Data excerpts:
○ ○ ○

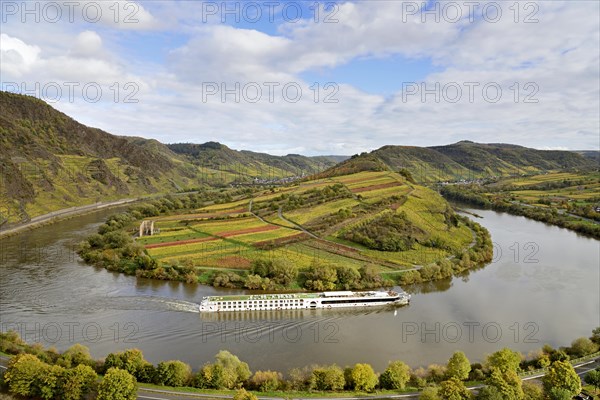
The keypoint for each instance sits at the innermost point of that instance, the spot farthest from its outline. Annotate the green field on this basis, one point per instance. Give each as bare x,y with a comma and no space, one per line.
228,236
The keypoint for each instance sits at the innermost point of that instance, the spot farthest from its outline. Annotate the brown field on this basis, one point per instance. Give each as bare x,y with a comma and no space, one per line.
234,262
249,230
375,187
180,242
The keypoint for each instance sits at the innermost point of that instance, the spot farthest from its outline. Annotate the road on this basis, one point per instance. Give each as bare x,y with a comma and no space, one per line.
59,214
157,394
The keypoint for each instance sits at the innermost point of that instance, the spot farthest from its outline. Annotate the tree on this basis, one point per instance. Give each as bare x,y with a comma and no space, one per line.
233,372
532,391
327,378
75,355
596,335
489,393
117,384
395,376
454,389
593,378
173,373
76,382
508,384
48,382
458,366
582,347
23,374
348,277
505,360
266,381
320,276
363,377
557,393
561,374
242,394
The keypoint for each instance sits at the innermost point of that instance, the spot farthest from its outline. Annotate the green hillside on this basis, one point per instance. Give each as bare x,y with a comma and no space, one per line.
463,160
50,161
359,230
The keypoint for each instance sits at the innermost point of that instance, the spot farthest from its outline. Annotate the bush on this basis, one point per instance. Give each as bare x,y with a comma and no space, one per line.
363,377
395,376
458,366
24,373
173,373
320,277
75,355
389,231
582,347
266,381
77,382
327,378
242,394
117,385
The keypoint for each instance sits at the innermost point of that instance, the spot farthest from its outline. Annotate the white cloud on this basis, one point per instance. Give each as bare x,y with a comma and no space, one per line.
558,54
17,56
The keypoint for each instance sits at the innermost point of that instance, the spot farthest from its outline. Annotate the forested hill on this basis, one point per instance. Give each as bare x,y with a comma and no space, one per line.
463,160
49,162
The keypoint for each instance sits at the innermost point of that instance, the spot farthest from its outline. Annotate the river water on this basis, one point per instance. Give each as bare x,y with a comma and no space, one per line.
543,287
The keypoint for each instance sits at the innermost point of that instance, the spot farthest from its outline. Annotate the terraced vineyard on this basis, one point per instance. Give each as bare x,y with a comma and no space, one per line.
272,224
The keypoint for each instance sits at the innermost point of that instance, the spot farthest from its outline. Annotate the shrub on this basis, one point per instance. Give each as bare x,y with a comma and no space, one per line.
327,378
266,381
117,385
173,373
363,377
395,376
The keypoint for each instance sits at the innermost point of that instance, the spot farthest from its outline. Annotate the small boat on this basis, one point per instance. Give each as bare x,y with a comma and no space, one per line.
298,301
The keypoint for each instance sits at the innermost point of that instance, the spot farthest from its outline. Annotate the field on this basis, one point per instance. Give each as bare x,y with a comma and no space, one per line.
270,225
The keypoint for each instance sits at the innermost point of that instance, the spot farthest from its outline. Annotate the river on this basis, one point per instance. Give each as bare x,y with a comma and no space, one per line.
543,287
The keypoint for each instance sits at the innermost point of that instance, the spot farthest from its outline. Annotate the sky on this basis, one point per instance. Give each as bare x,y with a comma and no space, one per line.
312,77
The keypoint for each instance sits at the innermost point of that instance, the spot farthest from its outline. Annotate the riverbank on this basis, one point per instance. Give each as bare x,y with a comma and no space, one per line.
59,215
228,374
544,214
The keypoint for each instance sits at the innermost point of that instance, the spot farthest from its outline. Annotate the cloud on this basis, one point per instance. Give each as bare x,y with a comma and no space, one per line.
554,61
17,56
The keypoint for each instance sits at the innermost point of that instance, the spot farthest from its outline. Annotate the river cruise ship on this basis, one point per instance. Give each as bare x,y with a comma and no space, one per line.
299,301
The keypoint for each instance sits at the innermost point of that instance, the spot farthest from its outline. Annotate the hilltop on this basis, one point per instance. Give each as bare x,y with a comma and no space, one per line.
463,160
49,161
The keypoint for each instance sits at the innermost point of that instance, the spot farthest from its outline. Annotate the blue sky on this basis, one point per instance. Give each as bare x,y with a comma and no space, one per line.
176,52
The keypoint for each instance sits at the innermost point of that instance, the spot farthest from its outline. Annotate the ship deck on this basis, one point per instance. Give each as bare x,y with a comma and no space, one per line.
275,296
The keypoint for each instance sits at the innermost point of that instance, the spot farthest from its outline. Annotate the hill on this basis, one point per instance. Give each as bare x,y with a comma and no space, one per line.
464,160
49,162
240,165
354,231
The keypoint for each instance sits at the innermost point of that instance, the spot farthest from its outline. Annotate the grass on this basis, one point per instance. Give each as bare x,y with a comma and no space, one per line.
289,394
234,242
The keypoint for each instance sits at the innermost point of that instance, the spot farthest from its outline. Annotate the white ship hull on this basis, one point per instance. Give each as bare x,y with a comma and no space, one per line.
303,301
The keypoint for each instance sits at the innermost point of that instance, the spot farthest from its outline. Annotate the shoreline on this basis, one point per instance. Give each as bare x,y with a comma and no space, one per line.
60,215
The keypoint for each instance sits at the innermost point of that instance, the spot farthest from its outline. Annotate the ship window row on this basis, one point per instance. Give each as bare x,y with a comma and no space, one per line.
261,302
381,300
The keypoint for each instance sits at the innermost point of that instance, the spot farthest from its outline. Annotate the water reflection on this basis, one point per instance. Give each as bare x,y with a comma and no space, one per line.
44,285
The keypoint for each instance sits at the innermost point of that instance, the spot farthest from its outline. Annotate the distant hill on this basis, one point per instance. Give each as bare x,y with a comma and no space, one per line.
591,154
462,160
49,161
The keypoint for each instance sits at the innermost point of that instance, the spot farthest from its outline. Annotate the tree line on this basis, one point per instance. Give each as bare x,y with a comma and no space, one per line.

○ ○ ○

Starting at the line that contains "Annotate the water", transcribe every line through the last line of the entries above, exactly, and nothing else.

The keypoint for each instance sits at the innermost point of that instance, the spot farthest from its outline. Annotate the water reflection on this basis, one point per instance. Give each as bare x,y with a comma and no space, one per line.
44,285
The keypoint for each instance sits at the innermost point of that instance, the spot farthest from its outline. Annotate the distant hill on this basis, one point per instance. Give each as bare x,y with a comma and no space, one per line.
591,154
462,160
49,161
The keypoint for each instance sits at the innermost point of that instance, the spot farthest from its outline. Annotate the tree line on this basis, one point per instance. Give each as bare x,y with a comma and no space, one per line.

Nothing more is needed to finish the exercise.